## [THE DATA]
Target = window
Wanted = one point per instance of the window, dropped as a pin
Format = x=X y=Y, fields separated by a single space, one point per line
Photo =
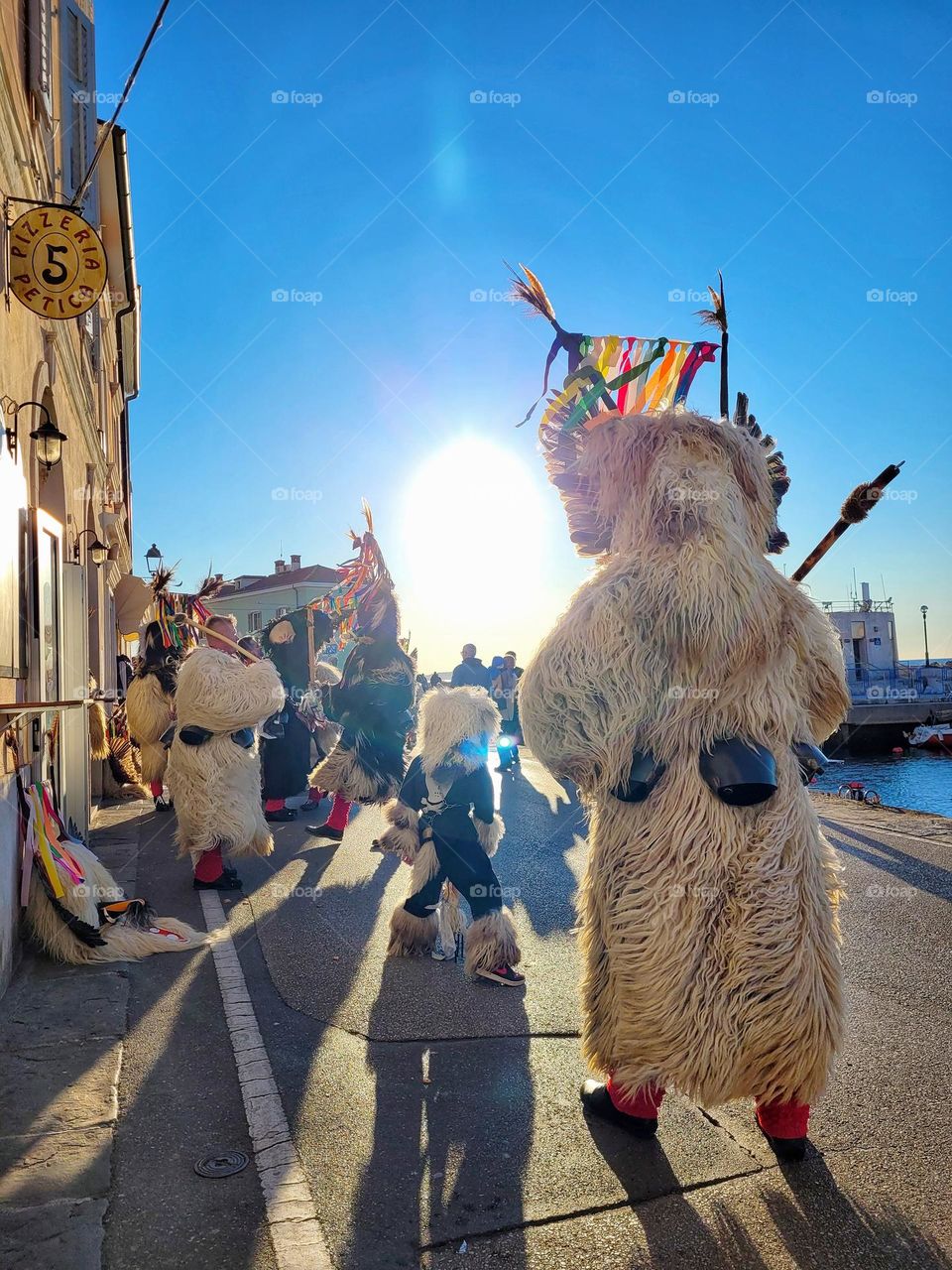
x=77 y=102
x=40 y=54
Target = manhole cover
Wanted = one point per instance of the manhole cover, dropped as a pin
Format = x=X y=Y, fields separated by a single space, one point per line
x=222 y=1165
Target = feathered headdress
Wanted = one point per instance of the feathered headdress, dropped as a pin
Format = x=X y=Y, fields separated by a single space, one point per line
x=365 y=584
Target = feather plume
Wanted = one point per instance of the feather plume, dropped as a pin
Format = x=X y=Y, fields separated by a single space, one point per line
x=532 y=294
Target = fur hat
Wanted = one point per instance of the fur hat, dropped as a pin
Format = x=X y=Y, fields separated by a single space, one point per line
x=457 y=726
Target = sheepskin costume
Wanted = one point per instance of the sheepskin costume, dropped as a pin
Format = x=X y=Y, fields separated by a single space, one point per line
x=445 y=826
x=94 y=921
x=372 y=706
x=708 y=930
x=150 y=702
x=216 y=780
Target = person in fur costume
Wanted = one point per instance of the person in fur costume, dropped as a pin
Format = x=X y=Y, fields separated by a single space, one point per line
x=444 y=825
x=291 y=643
x=213 y=766
x=675 y=691
x=150 y=706
x=376 y=693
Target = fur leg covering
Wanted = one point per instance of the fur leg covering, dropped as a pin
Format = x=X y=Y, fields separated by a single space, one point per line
x=349 y=772
x=402 y=837
x=411 y=934
x=490 y=943
x=489 y=834
x=98 y=731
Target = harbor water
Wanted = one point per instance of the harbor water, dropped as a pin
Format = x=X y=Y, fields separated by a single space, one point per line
x=916 y=780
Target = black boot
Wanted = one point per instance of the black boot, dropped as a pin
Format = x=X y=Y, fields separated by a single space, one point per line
x=597 y=1100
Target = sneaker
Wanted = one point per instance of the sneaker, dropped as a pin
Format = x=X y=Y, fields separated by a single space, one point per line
x=784 y=1148
x=324 y=830
x=504 y=974
x=285 y=813
x=226 y=881
x=597 y=1101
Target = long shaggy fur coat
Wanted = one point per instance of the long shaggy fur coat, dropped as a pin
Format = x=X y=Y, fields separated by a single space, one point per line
x=710 y=934
x=126 y=940
x=150 y=708
x=217 y=785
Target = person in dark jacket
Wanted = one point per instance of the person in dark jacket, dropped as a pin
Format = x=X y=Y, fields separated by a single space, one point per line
x=444 y=824
x=471 y=672
x=286 y=749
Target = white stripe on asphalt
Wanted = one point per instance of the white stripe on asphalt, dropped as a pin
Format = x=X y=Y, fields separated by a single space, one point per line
x=293 y=1220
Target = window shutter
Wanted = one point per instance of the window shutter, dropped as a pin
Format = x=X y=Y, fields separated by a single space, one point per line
x=40 y=53
x=79 y=104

## [WHAT IS NEEDED]
Reproduce the rows verbatim, starting with the line that contains "Target = white stripe on asphalt" and continuing through the last line of the rows.

## [EXERCISE OUTPUT]
Target = white stripe on asphalt
Wanted = one point per instance of the white stripe on asphalt, dropped as a pin
Format = x=X y=Y, fields separated by a single space, one point per line
x=293 y=1220
Target = window shutter
Wanted = one point per instance of the window shutter, dropped as a pin
Format = x=X y=Y, fields separated by a single space, one point per line
x=40 y=53
x=79 y=104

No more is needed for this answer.